INSTRUCTION A: Can you put the rows that follow the forum thread below into a numbered list, skipping blank lines and leaving out the pictures?

ARTICLE:
....

# tegutalk calenders??



## Mvskokee (Mar 27, 2008)

do we have these if we dont we should that would be sweet


----------



## AB^ (Mar 27, 2008)

it's an idea, hell maybe we could even make a picture entry contest. It's def. something to think about.


----------



## Mvskokee (Mar 27, 2008)

picture entry would be awesome


----------



## VARNYARD (Mar 27, 2008)

I am working on getting some things done, give me a little time.


----------



## Mvskokee (Mar 27, 2008)

oh no hurry just thought it would be cool


----------



## VARNYARD (Mar 27, 2008)

Mvskokee said:


> oh no hurry just thought it would be cool



I agree, I would love to make some.


----------



## Mvskokee (Mar 27, 2008)

the contest idea would be awesome


----------



## PuffDragon (Mar 27, 2008)

cool idea. as long as this "tegu" makes one of the pics!


----------



## ZEKE (Mar 28, 2008)

would it be an all tegu calender? i think you should let all of us submit a few pictures of our animals and you could pick some of the best ones to put in. so there would be all sorts of animals in it.


----------



## KoreanDeathKid (Mar 28, 2008)

ooh, how about every member's tegus and their name gets put on the calenders?


----------



## hoosier (Mar 29, 2008)

a callender sounds great to me :-D


----------



## DaveDragon (Mar 29, 2008)

It's a great idea. Fortunately there's plenty of time, it's only almost April.

BeardedDragon.org sells a calender every year with members BD's. Check over there and see how they've done it.


----------

....

RECORDS FOR THIS EXERCISE:
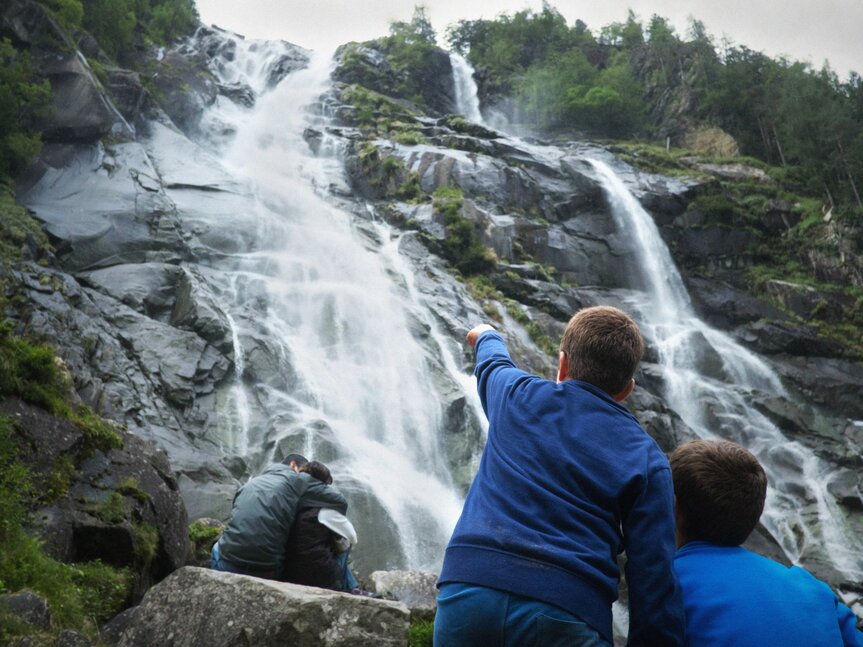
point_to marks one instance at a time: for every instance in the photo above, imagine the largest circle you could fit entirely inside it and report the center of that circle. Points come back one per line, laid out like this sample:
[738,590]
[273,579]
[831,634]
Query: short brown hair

....

INSTRUCTION B: Which usernames posted in the forum thread above? List each one once.

EXPECTED ANSWER A:
1. point_to marks one instance at a time: for every instance in the photo above, imagine the largest circle you could fit entirely inside it and report the center of that circle. Points come back one per line, laid out like this sample:
2. [738,590]
3. [273,579]
4. [831,634]
5. Query: short brown hair

EXPECTED ANSWER B: Mvskokee, AB^, VARNYARD, PuffDragon, ZEKE, KoreanDeathKid, hoosier, DaveDragon